THE RECORDS:
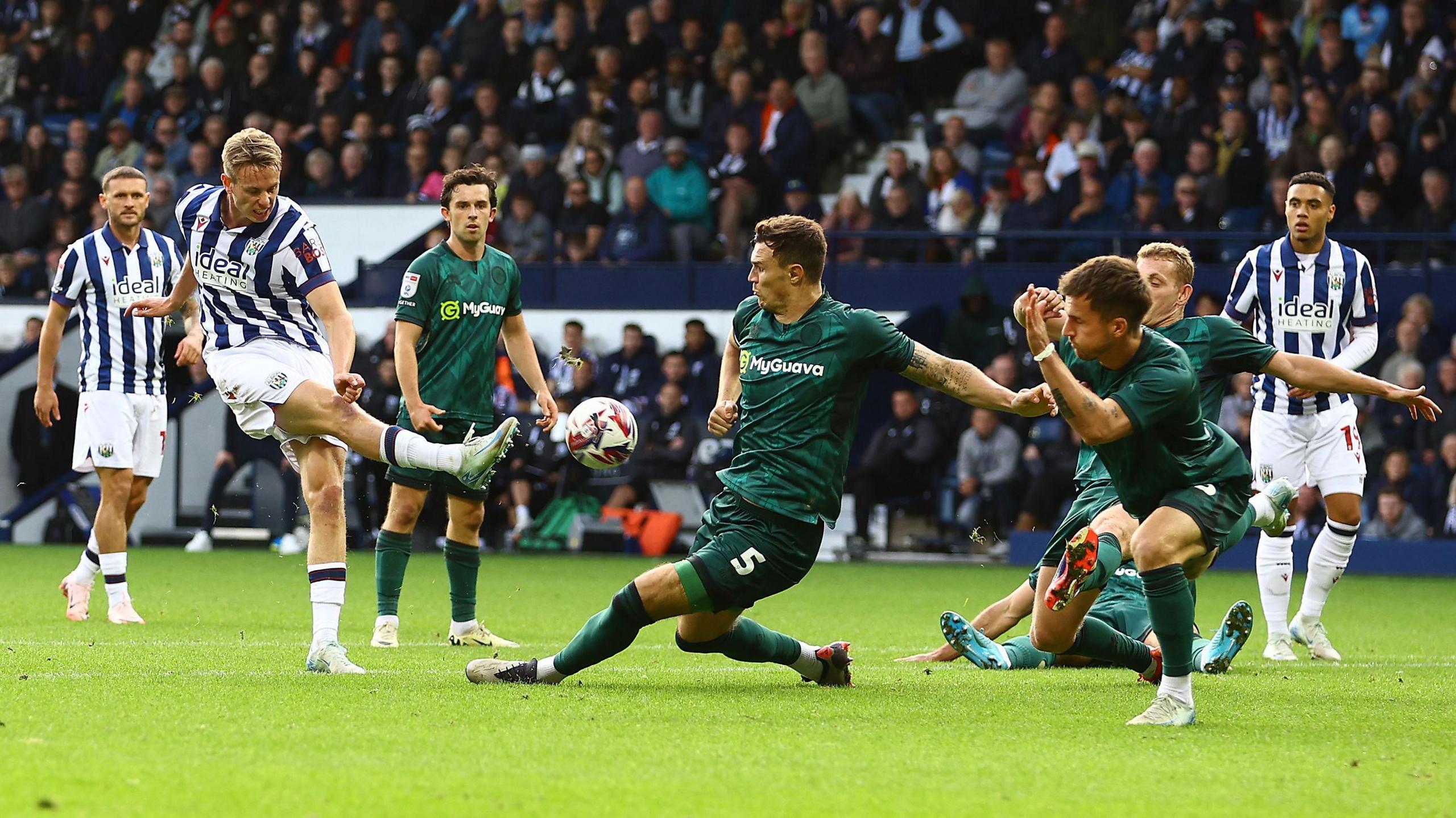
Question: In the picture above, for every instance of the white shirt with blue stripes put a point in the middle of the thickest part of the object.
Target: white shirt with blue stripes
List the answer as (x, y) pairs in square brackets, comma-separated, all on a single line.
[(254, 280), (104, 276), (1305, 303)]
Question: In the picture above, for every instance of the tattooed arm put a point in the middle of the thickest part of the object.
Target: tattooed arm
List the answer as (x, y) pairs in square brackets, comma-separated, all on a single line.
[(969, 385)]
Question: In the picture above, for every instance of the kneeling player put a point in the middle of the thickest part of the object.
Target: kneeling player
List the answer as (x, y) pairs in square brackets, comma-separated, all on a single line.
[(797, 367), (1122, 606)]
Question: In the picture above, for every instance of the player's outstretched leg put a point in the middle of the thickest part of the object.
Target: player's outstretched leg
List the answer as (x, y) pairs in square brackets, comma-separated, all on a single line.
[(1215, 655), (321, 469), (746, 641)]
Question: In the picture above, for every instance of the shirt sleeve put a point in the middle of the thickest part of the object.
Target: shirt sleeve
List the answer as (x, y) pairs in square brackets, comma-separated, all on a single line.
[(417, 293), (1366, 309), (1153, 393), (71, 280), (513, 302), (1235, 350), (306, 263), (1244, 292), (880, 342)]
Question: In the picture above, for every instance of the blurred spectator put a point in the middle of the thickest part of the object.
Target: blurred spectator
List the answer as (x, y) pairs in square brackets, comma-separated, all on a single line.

WHAT TO WORK ON: The copy you return must match the records above exactly, minus any images.

EXERCISE ANSWER:
Question: In the picture above, for every instance of the white shirt with blue stripes put a point in the middle of the thickest part of the object.
Target: white shirt with blue stripes
List the answer as (x, y) pairs in square brackets, comma-separated, all on a single line.
[(254, 280), (104, 276), (1305, 303)]
Question: In the picture above, for every instance of the tattooed arm put a point in the middle of the thickest part of the object.
Target: tattooed arm
List the answer as (x, y) pairs in square brackets, comma-separated, all on a single line.
[(969, 385)]
Question: In the picture above, for every instance of the kneeling player put a point in the middle of the thickest part of the object.
Target: kneeling player
List the answer as (x, y) pairs in square brackets, comma-separated, all on a single line.
[(797, 367), (1122, 606)]
Question: In the picture above, for every instance of the player's outstretched leg put a point in the middle of the thickest part of the object.
Target: player's outstretched leg
List the answer as (x, y) pairs in square brackets, comma-separated, all on a single line.
[(1215, 655), (321, 469), (746, 641)]
Question: In the picture above, for every instance of the shirt sleeve put a point in the middle of the thickest part of the object.
Target: shirt sleeve
List the answer as (x, y) pairs in square brackets, comma-separated, all on a single line.
[(417, 293), (1366, 309), (1153, 393), (71, 280), (513, 302), (1235, 350), (306, 263), (1244, 292), (880, 342)]
Question: In the picture above, for every instance of the blurred spectator put a point in the middle of the thickest part of the object.
Target: blurred spectator
List the answer as (x, y) pairs in square brackets, comma-separated, all on a single line.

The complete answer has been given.